[SET EXERCISE]
Find every line in the items below that contains the word "dark" and copy each of those lines.

"""

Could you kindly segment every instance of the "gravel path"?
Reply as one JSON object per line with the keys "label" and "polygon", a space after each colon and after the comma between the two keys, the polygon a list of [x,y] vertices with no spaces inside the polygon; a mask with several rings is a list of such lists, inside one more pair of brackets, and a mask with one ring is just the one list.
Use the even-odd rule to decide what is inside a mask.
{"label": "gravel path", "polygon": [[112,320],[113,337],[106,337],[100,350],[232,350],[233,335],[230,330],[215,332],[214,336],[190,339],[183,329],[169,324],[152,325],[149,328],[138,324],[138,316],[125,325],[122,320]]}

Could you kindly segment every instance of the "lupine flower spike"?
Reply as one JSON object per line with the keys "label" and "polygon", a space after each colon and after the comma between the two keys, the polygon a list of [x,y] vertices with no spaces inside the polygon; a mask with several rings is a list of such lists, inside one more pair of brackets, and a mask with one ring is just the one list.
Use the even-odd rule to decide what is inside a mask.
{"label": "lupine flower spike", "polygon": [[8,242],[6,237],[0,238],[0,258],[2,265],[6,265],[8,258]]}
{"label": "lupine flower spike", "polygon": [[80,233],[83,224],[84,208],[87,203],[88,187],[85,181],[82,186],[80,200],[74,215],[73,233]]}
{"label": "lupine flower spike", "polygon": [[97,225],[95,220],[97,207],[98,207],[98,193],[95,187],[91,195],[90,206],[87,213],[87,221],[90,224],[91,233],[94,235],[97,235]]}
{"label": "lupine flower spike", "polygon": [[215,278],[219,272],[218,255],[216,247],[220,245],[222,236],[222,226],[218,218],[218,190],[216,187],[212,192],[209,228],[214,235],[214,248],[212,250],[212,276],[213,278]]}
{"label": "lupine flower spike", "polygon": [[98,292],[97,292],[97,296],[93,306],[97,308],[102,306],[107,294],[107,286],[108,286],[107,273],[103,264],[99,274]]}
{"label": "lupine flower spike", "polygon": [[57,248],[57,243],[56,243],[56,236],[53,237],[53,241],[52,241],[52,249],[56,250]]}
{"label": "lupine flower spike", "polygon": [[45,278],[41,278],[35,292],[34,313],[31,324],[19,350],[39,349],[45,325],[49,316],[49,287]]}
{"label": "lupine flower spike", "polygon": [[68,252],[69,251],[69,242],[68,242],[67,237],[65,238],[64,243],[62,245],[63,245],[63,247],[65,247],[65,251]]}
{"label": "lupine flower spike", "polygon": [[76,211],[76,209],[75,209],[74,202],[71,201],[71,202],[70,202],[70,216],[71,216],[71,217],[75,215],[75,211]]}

"""
"""

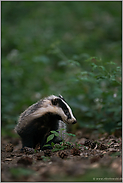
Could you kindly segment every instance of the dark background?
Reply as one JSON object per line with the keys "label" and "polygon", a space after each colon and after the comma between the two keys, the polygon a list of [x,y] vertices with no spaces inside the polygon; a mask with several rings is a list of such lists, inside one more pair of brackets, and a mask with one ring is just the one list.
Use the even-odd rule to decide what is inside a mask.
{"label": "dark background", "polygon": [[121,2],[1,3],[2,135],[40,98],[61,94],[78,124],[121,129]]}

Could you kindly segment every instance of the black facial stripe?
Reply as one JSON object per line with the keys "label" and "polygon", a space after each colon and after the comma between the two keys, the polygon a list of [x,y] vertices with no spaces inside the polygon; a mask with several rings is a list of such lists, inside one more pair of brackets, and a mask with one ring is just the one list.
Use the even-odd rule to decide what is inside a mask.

"""

[REPLY TO THE TASK]
Could you kindly segment every instance of the dark background?
{"label": "dark background", "polygon": [[121,2],[1,3],[2,135],[40,98],[61,94],[78,124],[121,129]]}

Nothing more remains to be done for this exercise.